Saved entries:
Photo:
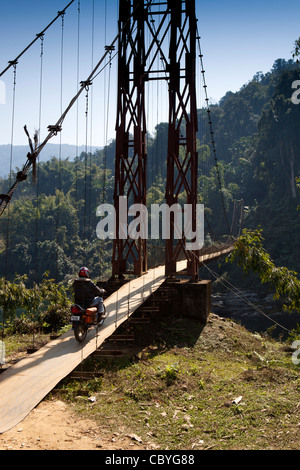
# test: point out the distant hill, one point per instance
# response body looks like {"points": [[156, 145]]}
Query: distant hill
{"points": [[20, 154]]}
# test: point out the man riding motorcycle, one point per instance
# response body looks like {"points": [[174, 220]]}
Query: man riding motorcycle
{"points": [[87, 294]]}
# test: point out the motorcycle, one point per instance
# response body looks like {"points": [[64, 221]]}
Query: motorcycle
{"points": [[82, 319]]}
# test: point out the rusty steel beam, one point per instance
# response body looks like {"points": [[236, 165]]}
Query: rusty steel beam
{"points": [[182, 159], [171, 27]]}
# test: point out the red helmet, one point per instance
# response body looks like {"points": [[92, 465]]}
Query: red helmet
{"points": [[84, 272]]}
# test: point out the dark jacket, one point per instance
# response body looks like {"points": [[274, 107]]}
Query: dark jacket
{"points": [[85, 291]]}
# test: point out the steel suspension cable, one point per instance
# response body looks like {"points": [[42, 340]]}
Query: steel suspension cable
{"points": [[53, 130], [12, 62], [212, 135]]}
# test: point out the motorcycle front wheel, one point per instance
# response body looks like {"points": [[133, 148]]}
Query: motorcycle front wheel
{"points": [[80, 332]]}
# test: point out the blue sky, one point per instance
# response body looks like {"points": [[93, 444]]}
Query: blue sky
{"points": [[238, 39]]}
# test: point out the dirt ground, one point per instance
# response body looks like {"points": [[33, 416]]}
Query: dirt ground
{"points": [[53, 425]]}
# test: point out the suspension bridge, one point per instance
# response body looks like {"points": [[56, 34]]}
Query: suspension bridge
{"points": [[156, 42]]}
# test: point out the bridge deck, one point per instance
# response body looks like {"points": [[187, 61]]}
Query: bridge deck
{"points": [[26, 383]]}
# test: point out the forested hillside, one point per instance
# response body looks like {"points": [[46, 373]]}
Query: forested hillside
{"points": [[51, 226]]}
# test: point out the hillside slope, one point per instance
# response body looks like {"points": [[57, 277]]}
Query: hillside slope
{"points": [[219, 388]]}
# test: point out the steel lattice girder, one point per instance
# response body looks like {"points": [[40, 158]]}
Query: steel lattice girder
{"points": [[175, 20]]}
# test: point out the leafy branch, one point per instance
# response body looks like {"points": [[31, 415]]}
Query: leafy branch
{"points": [[250, 254]]}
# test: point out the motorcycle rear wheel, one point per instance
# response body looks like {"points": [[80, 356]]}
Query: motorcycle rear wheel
{"points": [[80, 333]]}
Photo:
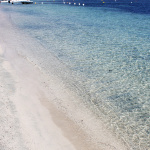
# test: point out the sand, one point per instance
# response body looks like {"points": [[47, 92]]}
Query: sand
{"points": [[38, 112]]}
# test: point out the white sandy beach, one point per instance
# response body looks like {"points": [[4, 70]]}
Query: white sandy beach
{"points": [[39, 113]]}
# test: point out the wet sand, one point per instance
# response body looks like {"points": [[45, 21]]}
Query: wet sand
{"points": [[39, 112]]}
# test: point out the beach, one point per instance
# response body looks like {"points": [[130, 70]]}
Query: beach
{"points": [[38, 111]]}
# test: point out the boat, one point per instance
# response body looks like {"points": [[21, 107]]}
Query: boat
{"points": [[4, 2], [20, 1]]}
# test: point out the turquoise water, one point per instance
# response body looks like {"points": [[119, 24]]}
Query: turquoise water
{"points": [[107, 52]]}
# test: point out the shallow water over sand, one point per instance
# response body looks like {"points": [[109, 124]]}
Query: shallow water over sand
{"points": [[106, 58]]}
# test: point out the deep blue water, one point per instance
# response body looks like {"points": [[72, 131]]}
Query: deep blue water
{"points": [[107, 51]]}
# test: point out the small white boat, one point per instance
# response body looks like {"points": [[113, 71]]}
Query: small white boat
{"points": [[20, 2], [4, 1]]}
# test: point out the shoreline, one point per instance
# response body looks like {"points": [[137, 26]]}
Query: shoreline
{"points": [[35, 99]]}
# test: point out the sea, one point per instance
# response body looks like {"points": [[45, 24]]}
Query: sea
{"points": [[106, 54]]}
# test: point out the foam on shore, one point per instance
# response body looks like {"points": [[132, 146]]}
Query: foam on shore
{"points": [[47, 112]]}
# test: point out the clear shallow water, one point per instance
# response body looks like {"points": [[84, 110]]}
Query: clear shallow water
{"points": [[108, 53]]}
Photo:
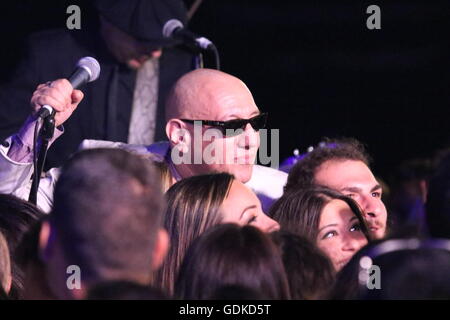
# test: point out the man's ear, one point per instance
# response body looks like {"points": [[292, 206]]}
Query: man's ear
{"points": [[178, 134], [46, 239], [161, 248]]}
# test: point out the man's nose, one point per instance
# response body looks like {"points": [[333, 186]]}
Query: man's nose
{"points": [[371, 207]]}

### WHAT YOU HAVE TO DO
Write the records above out again exactly, with no pictures in your copy.

### SOLUTION TO THIS PROBLEM
Photo:
# test: point out the distant hill, one point per instance
# response body looks like {"points": [[156, 145]]}
Query: distant hill
{"points": [[20, 154]]}
# test: point out the man riding motorcycle, one point per instance
# response body looks like {"points": [[174, 220]]}
Query: man riding motorcycle
{"points": [[87, 294]]}
# test: point out the motorcycle, one point per instance
# response body looks like {"points": [[64, 221]]}
Query: motorcycle
{"points": [[82, 319]]}
# test: point out the rusty steel beam, one point per instance
# response body looks like {"points": [[236, 165]]}
Query: rusty steel beam
{"points": [[182, 159], [171, 27]]}
# test: point out the red helmet, one point per instance
# response body looks like {"points": [[92, 465]]}
Query: red helmet
{"points": [[84, 272]]}
# test: point out the dark jacket, one point per instance
# response body looks like {"points": [[274, 107]]}
Query: dark jacket
{"points": [[85, 291]]}
# test: point out the steel suspension cable, one point per instance
# response body looks like {"points": [[42, 340]]}
Query: steel suspension cable
{"points": [[53, 130], [12, 62], [212, 135]]}
# test: point out the motorcycle front wheel, one point per instance
# response body looks like {"points": [[133, 148]]}
Query: motorcycle front wheel
{"points": [[80, 332]]}
# test: point out the blue sky, one point per instance
# response body looks like {"points": [[93, 444]]}
Query: blue sky
{"points": [[238, 39]]}
# test: point out the dirt ground, one point per instance
# response body looks like {"points": [[33, 416]]}
Query: dirt ground
{"points": [[53, 425]]}
# test: point out the suspension bridge, one point per instance
# response body looks like {"points": [[56, 34]]}
Query: suspension bridge
{"points": [[156, 42]]}
# test: point out the bridge deck, one point per instance
# response body looks like {"points": [[187, 61]]}
Query: bridge deck
{"points": [[26, 383]]}
# test: point out the forested hillside, one point per instance
# response body looks like {"points": [[46, 373]]}
Query: forested hillside
{"points": [[51, 226]]}
# test: point out the hillside slope, one point per instance
# response body looks like {"points": [[57, 277]]}
Query: hillside slope
{"points": [[219, 388]]}
# test: point out the steel lattice girder, one point per instance
# response body looks like {"points": [[40, 158]]}
Query: steel lattice girder
{"points": [[175, 20]]}
# test: point out the leafy branch, one point per instance
# response body looks like {"points": [[31, 415]]}
Query: leafy branch
{"points": [[250, 254]]}
# test: point out the motorcycle rear wheel, one point per instance
# response body looks like {"points": [[80, 356]]}
Query: motorcycle rear wheel
{"points": [[80, 333]]}
Photo:
# test: point out the sand, one point per instance
# response body looks like {"points": [[47, 92]]}
Query: sand
{"points": [[38, 112]]}
# test: point out the white sandy beach, one point per instance
# response body looks like {"points": [[4, 70]]}
Query: white sandy beach
{"points": [[39, 113]]}
# test: point out the wet sand, one point per instance
# response body looks like {"points": [[45, 21]]}
Query: wet sand
{"points": [[39, 112]]}
# test: point out the beach, one point per instance
# response body looks like {"points": [[130, 70]]}
Query: beach
{"points": [[38, 111]]}
# test: point out the boat, one point per instance
# response body looks like {"points": [[21, 107]]}
Query: boat
{"points": [[4, 2], [20, 1]]}
# test: point out the turquoise water, one point per instance
# response body looks like {"points": [[119, 24]]}
Query: turquoise water
{"points": [[107, 52]]}
# test: point out the shallow water over sand, one point per instance
# response body looks like {"points": [[109, 124]]}
Query: shallow water over sand
{"points": [[106, 58]]}
# test: point out the deep blue water, one point per instance
# response body looks like {"points": [[72, 131]]}
Query: deep blue water
{"points": [[107, 51]]}
# test: point out the small white boat, one point per instance
# response body looks like {"points": [[113, 71]]}
Query: small white boat
{"points": [[20, 2], [4, 1]]}
# test: point out the shoreline, one point per instance
# response body looks like {"points": [[137, 26]]}
Query: shoreline
{"points": [[35, 99]]}
# test: point out the sea, one point per instance
# response body looks like {"points": [[45, 24]]}
Query: sea
{"points": [[106, 54]]}
# test: point out the foam on shore, one point per instance
# response body looks like {"points": [[132, 146]]}
Query: foam on shore
{"points": [[47, 112]]}
# test: point out the clear shallow water, one point per instance
# response body looks like {"points": [[84, 110]]}
Query: clear shallow water
{"points": [[108, 53]]}
Photo:
# test: point out the man's ear, one point per instance
# response body looks like {"points": [[292, 206]]}
Query: man's ear
{"points": [[178, 134], [46, 239], [161, 248]]}
# test: point out the man's nose, one point per instance
# response body looks like {"points": [[333, 186]]}
Query: man's nose
{"points": [[371, 207]]}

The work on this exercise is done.